Hier, j’ai pu lire à la fin d’un mail envoyé par John Griffith, un pilote rencontré le mois dernier à Boston, un surprenant post-scriptum : « Jacques, sorry about our election. » Cela m’a surpris car les Américains sont très discrets quant à leur vote, ai-je appris lors de la première élection de Donald Trump, en me faisant raccrocher au nez après avoir exprimé au téléphone mes condoléances à un type de Textron qui appelait notre rédaction depuis Wichita : « Screw you ! I voted Trump ! » On apprend de ses erreurs, dit-on, et pourtant, j’ai remis cela à mon insu, mon angoisse devait être certainement palpable à la veille de ces nouvelles élections américaines.
Bon, Trump est repassé, la terre n’a pas arrêté de tourner, du moins pas encore, nos compatriotes se sont reboostés, entre les agriculteurs qui repartent à l’assaut de nos préfectures et les cheminots qui ont décidé de gâcher les fêtes de Noël, faisant fi d’une tradition séculaire, cette trêve que même les ennemis de la patrie avaient à cœur de respecter.

# [Tâches à réaliser]
a: Dans les enregistrements, remplacez « noun phrase » par « expression » : commencez à la première ligne, arrêtez-vous après la ligne qui contient « POLYGON ((100 60, 112 », puis recopiez ces lignes sans aucune autre modification.
b: Poursuivez la chronique sur l'élection américaine à partir de sa dernière phrase.

Entrées d'annotation pour la segmentation
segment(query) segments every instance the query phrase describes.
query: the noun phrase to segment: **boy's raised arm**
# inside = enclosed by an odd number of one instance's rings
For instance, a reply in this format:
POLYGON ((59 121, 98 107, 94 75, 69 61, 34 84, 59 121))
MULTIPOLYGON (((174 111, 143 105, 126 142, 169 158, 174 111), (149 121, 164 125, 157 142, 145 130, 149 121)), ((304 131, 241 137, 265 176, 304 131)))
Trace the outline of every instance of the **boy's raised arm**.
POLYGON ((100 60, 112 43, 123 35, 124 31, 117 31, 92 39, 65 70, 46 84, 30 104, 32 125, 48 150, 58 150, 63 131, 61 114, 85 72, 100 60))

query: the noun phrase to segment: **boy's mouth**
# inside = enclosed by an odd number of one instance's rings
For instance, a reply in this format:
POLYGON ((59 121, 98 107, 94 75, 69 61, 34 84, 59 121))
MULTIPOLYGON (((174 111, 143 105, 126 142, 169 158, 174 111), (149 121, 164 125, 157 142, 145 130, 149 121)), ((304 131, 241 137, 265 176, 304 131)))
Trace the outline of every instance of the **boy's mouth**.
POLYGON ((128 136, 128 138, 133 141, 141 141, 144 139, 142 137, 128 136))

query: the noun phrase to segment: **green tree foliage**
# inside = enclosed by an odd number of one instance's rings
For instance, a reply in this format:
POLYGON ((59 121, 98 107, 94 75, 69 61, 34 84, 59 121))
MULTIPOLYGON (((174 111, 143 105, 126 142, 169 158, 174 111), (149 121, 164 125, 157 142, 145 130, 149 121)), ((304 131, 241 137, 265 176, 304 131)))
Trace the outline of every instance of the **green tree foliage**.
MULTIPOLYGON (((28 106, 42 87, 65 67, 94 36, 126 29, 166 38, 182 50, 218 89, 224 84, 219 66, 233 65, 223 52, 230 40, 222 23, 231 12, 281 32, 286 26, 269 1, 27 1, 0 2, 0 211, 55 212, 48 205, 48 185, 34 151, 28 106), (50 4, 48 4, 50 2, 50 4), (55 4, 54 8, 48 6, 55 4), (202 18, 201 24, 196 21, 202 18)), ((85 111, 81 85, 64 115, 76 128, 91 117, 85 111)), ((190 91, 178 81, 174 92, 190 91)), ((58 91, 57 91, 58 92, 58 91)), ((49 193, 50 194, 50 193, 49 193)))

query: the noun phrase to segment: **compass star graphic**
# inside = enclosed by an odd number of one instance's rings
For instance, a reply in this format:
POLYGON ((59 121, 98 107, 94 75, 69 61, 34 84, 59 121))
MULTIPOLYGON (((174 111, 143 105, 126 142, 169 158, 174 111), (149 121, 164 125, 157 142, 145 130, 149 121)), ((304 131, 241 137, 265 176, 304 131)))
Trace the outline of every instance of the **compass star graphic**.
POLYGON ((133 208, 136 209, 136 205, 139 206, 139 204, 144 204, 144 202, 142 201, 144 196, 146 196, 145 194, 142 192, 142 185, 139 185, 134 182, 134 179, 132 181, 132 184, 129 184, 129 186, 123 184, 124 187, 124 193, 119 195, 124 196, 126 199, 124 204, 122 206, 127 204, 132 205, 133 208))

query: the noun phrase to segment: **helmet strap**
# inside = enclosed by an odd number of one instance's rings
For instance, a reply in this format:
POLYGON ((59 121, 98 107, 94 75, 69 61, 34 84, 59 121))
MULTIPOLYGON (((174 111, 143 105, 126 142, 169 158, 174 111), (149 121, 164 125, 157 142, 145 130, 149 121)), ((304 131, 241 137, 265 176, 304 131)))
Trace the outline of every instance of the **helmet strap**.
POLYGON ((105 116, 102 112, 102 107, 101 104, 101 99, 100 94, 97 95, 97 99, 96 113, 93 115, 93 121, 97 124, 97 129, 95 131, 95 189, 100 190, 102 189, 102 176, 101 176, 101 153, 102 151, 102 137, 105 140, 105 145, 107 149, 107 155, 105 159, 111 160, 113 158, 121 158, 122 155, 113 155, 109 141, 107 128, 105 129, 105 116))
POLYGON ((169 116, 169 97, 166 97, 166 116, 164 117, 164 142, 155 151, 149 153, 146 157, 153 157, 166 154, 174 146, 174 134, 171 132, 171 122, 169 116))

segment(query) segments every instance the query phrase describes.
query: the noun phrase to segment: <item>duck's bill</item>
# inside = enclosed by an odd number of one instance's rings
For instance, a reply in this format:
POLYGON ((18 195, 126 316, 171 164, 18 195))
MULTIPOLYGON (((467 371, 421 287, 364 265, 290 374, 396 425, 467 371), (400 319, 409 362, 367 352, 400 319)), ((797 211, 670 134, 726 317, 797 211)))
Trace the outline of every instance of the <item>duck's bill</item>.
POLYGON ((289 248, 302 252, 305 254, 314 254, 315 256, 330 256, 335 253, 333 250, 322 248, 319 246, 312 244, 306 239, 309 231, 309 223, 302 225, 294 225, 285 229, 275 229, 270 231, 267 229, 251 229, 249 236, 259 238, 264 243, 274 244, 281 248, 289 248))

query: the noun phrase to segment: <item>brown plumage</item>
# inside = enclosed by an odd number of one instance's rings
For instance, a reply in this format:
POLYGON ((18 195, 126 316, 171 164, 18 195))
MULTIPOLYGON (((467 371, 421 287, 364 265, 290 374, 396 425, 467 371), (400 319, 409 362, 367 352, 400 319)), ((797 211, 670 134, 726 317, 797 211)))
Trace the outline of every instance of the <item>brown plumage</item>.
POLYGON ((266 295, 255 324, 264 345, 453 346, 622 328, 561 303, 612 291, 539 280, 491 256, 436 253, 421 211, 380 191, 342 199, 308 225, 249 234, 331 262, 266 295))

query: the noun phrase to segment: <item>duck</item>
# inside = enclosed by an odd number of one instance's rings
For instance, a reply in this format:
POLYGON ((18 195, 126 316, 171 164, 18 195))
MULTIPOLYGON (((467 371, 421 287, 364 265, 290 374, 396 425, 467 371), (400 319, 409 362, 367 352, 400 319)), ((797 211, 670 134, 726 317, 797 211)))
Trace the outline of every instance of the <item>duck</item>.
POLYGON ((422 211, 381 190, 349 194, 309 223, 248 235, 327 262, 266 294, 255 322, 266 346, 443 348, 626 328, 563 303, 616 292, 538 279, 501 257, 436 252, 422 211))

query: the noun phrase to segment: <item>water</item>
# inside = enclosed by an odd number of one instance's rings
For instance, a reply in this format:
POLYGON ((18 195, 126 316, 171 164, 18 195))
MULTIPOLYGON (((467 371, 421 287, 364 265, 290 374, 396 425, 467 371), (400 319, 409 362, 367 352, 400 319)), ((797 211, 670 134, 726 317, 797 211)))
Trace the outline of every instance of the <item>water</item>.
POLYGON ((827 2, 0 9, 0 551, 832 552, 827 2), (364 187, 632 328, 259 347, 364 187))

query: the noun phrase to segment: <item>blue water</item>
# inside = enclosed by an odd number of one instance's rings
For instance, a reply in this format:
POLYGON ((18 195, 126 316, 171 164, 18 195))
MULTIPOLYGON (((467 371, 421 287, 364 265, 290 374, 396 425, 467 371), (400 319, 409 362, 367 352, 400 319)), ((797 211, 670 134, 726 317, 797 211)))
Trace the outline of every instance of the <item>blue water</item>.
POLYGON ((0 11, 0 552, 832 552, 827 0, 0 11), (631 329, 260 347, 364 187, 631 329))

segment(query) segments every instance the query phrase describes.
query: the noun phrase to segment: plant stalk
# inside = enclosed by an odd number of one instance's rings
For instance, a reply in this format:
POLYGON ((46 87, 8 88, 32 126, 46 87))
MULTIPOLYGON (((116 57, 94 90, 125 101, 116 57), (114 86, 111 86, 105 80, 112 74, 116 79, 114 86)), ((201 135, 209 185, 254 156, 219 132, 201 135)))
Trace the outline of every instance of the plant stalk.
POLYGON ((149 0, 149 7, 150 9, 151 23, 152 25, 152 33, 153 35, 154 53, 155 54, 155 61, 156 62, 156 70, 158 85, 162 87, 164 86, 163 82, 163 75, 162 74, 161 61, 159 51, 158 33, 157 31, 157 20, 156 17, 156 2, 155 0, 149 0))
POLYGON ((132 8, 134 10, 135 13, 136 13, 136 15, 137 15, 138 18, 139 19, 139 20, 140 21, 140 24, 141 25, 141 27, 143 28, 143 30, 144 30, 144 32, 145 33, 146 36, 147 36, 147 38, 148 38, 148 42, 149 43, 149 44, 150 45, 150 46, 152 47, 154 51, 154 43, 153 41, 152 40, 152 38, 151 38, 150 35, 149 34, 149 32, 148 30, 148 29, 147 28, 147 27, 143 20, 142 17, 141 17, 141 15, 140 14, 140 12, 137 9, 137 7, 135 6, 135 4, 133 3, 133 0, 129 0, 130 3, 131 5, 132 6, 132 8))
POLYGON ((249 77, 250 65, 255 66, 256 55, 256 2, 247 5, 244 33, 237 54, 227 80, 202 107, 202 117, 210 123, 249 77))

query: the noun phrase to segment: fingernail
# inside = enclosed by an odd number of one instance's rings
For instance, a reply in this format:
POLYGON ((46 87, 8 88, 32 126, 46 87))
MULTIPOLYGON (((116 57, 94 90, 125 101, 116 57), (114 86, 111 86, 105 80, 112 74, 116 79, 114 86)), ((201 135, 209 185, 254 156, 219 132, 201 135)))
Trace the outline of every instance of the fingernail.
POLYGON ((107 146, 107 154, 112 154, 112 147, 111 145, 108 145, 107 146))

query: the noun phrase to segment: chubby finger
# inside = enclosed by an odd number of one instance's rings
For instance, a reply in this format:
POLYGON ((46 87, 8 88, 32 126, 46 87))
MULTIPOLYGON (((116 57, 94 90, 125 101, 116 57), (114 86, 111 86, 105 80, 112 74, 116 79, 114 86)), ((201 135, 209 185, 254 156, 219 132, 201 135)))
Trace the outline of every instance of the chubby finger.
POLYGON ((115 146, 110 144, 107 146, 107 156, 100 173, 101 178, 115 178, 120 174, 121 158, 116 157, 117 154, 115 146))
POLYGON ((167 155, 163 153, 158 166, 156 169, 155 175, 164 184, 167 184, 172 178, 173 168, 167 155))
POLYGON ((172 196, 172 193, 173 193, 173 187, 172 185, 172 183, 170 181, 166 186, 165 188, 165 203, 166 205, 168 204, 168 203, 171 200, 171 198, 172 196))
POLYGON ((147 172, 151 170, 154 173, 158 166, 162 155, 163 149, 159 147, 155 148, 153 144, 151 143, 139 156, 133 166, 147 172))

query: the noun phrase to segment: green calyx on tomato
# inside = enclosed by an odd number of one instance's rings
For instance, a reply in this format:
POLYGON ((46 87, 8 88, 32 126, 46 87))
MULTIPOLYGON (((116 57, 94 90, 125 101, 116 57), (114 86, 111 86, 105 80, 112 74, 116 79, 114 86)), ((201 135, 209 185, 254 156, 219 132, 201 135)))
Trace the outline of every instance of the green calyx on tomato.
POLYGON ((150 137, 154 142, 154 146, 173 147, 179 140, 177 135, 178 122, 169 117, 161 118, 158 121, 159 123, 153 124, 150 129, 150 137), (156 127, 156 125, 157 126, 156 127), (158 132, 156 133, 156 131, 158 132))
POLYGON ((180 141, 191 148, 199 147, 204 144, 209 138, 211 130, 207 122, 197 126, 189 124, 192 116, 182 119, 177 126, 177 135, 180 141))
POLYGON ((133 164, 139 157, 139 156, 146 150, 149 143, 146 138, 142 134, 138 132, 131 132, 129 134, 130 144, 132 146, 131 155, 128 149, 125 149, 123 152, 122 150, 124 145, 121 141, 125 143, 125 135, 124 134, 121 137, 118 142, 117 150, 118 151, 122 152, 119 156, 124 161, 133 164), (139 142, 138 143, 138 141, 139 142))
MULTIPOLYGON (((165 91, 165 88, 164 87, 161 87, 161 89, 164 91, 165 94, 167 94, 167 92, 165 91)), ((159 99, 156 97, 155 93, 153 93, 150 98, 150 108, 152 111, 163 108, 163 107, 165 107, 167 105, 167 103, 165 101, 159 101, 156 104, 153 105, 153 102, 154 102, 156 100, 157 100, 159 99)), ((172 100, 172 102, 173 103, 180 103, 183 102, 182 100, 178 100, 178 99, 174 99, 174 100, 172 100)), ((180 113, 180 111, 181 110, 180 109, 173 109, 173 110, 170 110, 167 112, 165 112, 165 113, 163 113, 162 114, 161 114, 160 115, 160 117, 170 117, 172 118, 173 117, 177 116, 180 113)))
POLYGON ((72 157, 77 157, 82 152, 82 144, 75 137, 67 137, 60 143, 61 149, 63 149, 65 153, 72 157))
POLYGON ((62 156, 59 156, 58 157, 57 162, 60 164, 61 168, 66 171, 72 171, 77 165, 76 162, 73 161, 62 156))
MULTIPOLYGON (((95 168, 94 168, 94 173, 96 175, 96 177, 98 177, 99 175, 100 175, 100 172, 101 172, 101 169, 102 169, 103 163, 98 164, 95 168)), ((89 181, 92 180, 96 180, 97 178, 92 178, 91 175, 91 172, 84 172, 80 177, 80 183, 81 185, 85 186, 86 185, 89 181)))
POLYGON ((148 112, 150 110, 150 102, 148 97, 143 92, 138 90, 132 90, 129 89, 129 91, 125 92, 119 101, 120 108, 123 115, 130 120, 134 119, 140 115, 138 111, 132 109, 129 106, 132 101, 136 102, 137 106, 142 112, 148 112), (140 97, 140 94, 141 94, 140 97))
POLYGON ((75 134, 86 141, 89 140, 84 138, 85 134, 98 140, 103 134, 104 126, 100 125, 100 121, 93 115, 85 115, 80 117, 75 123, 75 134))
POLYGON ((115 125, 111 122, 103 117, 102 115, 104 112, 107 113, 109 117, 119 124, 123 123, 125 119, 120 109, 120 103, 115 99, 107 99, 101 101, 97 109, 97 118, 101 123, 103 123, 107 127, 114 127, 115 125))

# [Réponses par tâche]
a:
segment(query) segments every instance the query phrase describes.
query: the expression to segment: **boy's raised arm**
# inside = enclosed by an odd number of one instance's rings
For instance, a reply in this format:
POLYGON ((59 121, 98 107, 94 75, 69 61, 34 84, 59 121))
MULTIPOLYGON (((174 111, 143 105, 126 142, 169 158, 174 111), (149 121, 164 125, 157 142, 145 130, 149 121)), ((304 131, 241 137, 265 176, 304 131)))
Trace the outline of every instance of the **boy's raised arm**.
POLYGON ((100 60, 112 43, 123 35, 124 31, 117 31, 92 39, 65 70, 46 84, 30 104, 32 125, 48 150, 58 150, 63 131, 61 114, 85 72, 100 60))

b:
Si l’on y ajoute la guerre en Ukraine, au Moyen-Orient, le narcotrafic et ses violences quasi quotidiennes, la dette de nos pays, la dissolution et l’instabilité politique, l’inflation et les petits riens qui impactent sensiblement notre quotidien, il est bien dur d’écrire un dernier édito de l’année qui se doit d’être optimiste.
En fait, pour ne rien vous cacher, j’avais confié cette mission à Emmanuel Davidson avant qu’il ne me rappelle qu’il serait en Chine au moment du bouclage, occupé par ses conférences et les rencontres avec l’aéronautique de l’empire du Milieu.
Et voilà que, ce samedi, devant mon ordinateur, un peu déprimé, je reçois l’appel de Pierrick, un lecteur atypique qui m’avait demandé en 2021 de convoyer son Cessna Centurion pressurisé, aux systèmes fonctionnant de façon un peu rock’n’roll, qu’il avait acheté aux USA « parce qu’il était beau ! ». On s’était parlé depuis, mais je ne l’avais pas revu et voilà qu’il m’invitait à faire un vol avec lui : la bonne idée !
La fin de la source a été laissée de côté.